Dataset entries
.....

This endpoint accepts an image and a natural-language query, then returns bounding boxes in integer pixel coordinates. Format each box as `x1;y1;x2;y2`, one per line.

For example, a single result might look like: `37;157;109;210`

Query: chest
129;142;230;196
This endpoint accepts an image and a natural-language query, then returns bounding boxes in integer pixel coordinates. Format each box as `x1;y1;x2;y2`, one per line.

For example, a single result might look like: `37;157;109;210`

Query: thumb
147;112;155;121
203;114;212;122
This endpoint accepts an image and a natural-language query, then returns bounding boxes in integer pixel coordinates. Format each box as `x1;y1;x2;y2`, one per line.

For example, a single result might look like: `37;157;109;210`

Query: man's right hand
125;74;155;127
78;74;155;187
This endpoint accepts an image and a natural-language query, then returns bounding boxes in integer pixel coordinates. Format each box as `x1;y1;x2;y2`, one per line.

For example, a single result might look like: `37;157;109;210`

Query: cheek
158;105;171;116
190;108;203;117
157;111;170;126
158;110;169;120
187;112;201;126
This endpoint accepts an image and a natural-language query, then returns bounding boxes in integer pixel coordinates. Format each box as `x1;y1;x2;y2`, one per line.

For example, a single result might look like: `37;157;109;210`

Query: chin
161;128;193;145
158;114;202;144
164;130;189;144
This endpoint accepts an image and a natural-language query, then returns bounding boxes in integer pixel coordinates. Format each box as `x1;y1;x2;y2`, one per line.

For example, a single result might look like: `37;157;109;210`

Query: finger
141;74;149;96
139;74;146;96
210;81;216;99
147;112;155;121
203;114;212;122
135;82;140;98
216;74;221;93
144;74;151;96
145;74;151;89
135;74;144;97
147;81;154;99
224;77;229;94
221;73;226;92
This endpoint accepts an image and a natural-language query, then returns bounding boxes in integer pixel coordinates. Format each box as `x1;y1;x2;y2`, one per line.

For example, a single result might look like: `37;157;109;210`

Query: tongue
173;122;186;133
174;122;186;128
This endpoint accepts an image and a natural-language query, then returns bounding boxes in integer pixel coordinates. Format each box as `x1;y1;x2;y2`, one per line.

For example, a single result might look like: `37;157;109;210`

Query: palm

.....

▸ What this task involves
All lines from the one containing "Query: finger" to the end of the records are to be duplicated exactly, and no other lines are to be given.

▸ Reply to the task
Query: finger
141;74;149;96
139;74;146;96
210;81;216;99
147;112;155;121
203;114;212;122
135;82;140;98
216;74;221;93
144;74;151;96
145;74;151;89
135;74;144;97
147;81;154;99
224;77;229;94
221;73;226;92
This endpoint accepts an image and a natural-language query, then returns bounding boxes in integer pixel coordinates. Format each box as `x1;y1;x2;y2`, one per line.

For example, a single result might look like: `37;157;109;210`

Query: tongue
173;122;186;133
174;122;186;128
This endpoint accepts an image and a natural-language query, then returns bounding boxes in integer pixel coordinates. Format each box as `x1;y1;x2;y2`, one per line.

For example, a single result might look like: `37;157;109;210`

Query: palm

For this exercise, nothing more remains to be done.